## Seitenauszug
┌──

Das BVerwG hat entschieden, dass schwer und unheilbar kranke Patienten in extremen Ausnahmesituationen einen Anspruch auf Medikamente zur schmerzlosen Selbsttötung haben können (Urteil vom 02.03.2017 – 3 C 19.15).
Schwer kranker Frau werden Medikamente für Suizid verweigert
Die Ehefrau des Klägers litt seit einem Unfall im Jahr 2002 unter einer hochgradigen, fast kompletten Querschnittslähmung. Sie war vom Hals abwärts gelähmt, musste künstlich beatmet werden und war auf ständige medizinische Betreuung und Pflege angewiesen. Häufige Krampfanfälle verursachten starke Schmerzen. Wegen dieser von ihr als unerträglich und entwürdigend empfundenen Leidenssituation hatte sie den Wunsch, aus dem Leben zu scheiden. Ihren Sterbewunsch hatte sie mit ihrem Ehemann, der gemeinsamen Tochter, den behandelnden Ärzten, einem Psychologen, dem Pflegepersonal und einem Geistlichen besprochen.
Im November 2004 beantragte sie beim Bundesinstitut für Arzneimittel und Medizinprodukte (BfArM) die Erlaubnis zum Erwerb einer tödlichen Dosis eines Betäubungsmittels. Das BfArM lehnte den Antrag im Dezember 2004 ab, weil eine Erlaubnis mit dem Ziel der Selbsttötung nicht vom Zweck des Betäubungsmittelgesetzes gedeckt sei. Im Februar 2005 reisten der Kläger und seine Frau in die Schweiz, wo sie sich mit Unterstützung eines Vereins für Sterbehilfe das Leben nahm.

└──

## Aufgabe
Gib den Abschnitt des Seitenauszugs von „Das BVerwG hat“ bis „3 C 19.15).“ wortgetreu wieder.

## Extrahierte Angaben
┌──

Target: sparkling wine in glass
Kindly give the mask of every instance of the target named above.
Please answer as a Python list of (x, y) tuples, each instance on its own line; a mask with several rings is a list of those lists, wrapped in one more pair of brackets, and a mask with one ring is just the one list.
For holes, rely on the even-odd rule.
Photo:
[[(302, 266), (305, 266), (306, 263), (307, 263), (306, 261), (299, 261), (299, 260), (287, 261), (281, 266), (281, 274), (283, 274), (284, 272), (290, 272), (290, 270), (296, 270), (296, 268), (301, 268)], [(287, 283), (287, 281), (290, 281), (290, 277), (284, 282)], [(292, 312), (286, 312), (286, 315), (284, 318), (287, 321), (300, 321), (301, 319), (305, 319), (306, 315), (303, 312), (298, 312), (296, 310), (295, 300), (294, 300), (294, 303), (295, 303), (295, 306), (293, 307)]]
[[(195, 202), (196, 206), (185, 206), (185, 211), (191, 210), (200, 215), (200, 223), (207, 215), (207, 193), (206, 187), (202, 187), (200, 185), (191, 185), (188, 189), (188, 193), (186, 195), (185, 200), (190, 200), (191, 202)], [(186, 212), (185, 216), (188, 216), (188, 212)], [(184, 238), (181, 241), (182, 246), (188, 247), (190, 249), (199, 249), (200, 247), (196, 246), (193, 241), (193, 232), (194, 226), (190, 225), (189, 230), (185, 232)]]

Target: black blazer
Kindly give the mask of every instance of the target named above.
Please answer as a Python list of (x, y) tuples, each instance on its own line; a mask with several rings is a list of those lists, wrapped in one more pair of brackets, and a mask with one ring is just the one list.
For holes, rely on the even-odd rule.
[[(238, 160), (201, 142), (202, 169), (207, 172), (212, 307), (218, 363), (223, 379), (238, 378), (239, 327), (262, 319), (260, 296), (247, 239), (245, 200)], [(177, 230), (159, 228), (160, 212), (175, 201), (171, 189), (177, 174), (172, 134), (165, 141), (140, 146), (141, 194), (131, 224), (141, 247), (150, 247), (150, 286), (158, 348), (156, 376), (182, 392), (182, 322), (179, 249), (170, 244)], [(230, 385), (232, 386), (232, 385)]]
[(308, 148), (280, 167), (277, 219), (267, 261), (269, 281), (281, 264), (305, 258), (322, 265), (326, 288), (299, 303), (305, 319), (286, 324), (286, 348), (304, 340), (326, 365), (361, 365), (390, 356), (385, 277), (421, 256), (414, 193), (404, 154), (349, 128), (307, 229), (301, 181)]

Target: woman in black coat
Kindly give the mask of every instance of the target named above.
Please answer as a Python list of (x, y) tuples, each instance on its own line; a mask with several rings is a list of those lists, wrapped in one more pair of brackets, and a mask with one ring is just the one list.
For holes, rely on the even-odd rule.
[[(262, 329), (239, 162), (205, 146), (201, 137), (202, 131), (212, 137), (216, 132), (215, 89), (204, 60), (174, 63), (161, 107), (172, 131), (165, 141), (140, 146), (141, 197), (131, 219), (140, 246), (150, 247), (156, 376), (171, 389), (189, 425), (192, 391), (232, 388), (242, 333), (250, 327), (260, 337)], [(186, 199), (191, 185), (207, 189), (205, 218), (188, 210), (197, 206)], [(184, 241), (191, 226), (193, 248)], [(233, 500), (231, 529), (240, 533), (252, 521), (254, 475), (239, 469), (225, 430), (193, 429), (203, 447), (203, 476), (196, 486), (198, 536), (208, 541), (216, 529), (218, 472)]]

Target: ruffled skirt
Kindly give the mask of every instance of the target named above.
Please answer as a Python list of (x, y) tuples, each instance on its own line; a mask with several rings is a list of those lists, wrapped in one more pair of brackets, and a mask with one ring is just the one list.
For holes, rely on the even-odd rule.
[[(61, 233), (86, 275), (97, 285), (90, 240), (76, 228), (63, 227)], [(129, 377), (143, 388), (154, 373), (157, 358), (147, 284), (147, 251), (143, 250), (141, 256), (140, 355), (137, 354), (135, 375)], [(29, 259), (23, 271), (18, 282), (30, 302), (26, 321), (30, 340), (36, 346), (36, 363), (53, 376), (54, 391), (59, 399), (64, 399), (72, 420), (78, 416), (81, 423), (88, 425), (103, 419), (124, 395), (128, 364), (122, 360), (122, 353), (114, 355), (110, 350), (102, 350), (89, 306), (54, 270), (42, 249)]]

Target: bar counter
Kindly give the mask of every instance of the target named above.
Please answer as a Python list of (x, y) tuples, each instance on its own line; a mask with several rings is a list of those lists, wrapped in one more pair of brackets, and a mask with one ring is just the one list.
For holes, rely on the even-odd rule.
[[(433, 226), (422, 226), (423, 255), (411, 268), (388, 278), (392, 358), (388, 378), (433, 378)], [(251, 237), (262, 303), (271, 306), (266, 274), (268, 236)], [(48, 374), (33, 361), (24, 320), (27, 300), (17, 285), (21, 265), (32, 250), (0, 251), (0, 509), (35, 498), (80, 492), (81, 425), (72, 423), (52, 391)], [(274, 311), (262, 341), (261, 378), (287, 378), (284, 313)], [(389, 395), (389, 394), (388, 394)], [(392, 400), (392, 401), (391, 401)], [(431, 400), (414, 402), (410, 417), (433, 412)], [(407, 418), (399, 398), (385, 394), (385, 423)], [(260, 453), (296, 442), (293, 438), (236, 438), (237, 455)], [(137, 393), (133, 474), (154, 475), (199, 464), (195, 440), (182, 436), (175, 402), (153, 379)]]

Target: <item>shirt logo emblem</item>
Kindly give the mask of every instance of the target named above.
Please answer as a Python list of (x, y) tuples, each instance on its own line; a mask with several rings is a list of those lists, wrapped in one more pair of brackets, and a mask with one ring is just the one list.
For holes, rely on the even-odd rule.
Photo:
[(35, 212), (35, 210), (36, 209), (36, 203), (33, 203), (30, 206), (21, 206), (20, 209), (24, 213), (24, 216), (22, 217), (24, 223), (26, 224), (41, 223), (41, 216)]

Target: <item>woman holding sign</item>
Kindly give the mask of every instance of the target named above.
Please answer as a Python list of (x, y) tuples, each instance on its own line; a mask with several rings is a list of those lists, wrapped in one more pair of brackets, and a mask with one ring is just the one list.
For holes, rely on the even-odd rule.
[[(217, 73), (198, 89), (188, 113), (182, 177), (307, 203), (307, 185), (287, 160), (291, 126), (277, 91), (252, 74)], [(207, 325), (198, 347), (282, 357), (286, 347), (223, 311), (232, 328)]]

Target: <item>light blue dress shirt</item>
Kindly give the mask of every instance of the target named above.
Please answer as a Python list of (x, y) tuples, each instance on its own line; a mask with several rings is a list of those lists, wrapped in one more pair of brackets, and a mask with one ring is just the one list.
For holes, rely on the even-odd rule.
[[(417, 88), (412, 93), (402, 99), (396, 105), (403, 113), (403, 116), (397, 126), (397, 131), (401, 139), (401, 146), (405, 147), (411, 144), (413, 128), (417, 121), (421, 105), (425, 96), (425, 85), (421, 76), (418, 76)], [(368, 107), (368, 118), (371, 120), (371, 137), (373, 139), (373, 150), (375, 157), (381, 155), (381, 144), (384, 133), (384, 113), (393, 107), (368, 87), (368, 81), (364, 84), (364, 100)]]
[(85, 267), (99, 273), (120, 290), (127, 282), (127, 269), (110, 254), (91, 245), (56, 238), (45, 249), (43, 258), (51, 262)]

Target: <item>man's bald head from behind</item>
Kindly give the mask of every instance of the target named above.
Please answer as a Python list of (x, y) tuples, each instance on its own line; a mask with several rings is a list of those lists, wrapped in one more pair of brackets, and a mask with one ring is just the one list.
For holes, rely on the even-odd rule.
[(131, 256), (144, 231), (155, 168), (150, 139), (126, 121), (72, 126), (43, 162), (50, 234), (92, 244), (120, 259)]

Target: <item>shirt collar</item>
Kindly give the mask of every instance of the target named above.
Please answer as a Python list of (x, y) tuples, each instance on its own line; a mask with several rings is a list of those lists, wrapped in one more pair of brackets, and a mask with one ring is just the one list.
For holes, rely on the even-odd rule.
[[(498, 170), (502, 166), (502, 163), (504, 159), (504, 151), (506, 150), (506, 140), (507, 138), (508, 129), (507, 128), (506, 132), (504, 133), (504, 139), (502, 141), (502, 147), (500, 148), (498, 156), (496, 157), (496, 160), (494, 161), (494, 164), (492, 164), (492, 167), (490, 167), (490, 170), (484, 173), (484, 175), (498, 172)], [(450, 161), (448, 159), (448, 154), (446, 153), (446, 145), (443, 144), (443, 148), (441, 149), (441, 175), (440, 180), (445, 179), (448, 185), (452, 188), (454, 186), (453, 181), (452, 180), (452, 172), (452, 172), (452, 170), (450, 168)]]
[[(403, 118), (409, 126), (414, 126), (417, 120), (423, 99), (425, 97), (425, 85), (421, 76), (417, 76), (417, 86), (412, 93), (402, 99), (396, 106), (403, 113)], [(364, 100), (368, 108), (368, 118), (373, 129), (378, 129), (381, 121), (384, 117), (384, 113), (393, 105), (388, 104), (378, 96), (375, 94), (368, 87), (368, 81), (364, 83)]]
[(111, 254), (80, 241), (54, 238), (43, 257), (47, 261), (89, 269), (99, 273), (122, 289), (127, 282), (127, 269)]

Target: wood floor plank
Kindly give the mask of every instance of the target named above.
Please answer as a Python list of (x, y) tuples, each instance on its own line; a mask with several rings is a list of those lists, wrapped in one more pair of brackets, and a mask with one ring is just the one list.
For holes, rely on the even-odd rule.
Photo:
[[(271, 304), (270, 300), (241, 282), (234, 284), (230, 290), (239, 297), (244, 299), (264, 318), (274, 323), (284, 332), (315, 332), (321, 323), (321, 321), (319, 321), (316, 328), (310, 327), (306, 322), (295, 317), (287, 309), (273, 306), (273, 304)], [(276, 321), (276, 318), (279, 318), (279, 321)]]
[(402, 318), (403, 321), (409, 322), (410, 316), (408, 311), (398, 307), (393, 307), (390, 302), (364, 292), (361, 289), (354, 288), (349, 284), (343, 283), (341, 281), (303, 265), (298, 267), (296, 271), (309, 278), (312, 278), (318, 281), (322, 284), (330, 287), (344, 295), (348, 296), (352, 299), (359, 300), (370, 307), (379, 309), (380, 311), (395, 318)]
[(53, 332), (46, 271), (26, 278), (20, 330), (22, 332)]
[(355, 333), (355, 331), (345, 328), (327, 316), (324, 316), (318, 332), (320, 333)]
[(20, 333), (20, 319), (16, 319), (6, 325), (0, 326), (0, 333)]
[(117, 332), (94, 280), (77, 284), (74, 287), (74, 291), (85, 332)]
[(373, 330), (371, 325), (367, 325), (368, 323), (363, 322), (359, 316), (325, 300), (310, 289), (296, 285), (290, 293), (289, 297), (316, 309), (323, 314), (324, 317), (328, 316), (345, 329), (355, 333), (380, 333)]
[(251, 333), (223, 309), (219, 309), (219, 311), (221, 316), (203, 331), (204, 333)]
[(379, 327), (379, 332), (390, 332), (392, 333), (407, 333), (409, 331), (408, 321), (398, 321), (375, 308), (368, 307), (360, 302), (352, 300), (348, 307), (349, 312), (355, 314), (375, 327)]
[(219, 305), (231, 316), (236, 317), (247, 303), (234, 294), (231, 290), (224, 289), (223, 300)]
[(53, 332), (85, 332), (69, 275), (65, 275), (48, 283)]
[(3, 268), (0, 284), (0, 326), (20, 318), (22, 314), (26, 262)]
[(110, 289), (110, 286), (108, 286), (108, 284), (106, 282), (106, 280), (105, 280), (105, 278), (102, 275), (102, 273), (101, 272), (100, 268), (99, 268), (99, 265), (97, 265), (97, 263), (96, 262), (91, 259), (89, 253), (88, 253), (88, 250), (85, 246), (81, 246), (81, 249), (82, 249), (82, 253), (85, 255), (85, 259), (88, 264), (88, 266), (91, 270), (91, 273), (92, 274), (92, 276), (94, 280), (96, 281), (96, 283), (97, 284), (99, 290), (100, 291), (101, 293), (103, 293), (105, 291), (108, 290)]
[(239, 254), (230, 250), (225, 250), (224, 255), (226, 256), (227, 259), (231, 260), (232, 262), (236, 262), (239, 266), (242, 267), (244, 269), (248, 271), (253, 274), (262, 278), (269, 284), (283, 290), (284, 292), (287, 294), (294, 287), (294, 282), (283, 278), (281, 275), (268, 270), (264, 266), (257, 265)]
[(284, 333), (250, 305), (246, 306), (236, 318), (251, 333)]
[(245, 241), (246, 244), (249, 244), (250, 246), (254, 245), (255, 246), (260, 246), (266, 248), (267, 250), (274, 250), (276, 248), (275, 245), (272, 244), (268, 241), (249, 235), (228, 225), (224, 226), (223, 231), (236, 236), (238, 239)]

└──

## Deine Antwort
Das BVerwG hat entschieden, dass schwer und unheilbar kranke Patienten in extremen Ausnahmesituationen einen Anspruch auf Medikamente zur schmerzlosen Selbsttötung haben können (Urteil vom 02.03.2017 – 3 C 19.15).